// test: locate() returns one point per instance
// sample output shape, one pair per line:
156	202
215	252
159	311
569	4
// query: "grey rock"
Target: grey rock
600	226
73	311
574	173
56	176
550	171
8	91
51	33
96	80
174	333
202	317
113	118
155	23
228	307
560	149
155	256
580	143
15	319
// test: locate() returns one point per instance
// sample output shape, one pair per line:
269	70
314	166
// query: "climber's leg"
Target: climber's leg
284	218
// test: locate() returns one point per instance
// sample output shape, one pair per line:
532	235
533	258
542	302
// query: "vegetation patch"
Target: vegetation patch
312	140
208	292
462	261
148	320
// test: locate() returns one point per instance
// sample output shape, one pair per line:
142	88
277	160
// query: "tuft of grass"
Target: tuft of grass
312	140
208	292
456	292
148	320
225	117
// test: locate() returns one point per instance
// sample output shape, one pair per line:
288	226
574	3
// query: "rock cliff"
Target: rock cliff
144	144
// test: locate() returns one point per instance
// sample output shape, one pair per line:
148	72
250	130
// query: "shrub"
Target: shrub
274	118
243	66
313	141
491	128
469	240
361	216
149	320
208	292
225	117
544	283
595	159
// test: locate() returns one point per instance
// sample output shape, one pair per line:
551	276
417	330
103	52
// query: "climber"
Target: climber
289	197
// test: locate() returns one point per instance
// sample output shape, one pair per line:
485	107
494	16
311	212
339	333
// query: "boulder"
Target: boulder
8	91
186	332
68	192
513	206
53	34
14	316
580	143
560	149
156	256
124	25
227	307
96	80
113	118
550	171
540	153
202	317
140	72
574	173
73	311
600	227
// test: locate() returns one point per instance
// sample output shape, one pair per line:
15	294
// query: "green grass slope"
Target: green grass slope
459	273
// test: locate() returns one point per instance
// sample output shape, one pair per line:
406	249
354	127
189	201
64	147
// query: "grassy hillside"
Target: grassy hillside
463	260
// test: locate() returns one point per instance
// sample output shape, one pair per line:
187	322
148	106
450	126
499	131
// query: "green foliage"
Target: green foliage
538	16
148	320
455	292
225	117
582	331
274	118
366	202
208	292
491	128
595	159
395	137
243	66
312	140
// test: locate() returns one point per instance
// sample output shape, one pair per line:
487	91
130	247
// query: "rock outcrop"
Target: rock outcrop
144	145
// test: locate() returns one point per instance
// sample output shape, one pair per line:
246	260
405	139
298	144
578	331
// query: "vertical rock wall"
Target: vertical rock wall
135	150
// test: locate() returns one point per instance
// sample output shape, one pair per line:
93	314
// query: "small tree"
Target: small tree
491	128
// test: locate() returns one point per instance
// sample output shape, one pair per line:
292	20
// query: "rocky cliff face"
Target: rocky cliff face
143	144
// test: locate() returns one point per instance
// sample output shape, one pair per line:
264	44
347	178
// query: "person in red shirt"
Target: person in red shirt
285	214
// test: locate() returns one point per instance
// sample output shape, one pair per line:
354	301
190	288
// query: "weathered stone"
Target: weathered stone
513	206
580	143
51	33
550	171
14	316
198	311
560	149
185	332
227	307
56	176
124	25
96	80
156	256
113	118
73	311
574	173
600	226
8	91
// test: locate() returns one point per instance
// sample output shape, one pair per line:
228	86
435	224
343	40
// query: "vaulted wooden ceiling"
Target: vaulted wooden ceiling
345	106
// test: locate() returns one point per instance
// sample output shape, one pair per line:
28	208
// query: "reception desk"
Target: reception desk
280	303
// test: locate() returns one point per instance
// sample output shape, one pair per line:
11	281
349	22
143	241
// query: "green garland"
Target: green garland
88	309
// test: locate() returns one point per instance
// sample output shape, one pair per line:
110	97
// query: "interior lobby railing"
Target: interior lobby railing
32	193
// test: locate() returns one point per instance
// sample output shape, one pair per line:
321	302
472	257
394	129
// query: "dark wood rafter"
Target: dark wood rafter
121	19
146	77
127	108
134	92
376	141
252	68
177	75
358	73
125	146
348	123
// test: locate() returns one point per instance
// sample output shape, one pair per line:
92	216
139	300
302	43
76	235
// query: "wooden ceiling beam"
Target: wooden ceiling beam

● ● ●

▶ _Required action_:
Take every line above that includes the string "beam" and return it.

▶ _Answer section_:
// query: "wooden ceiling beam"
Target: wooden ceiling beam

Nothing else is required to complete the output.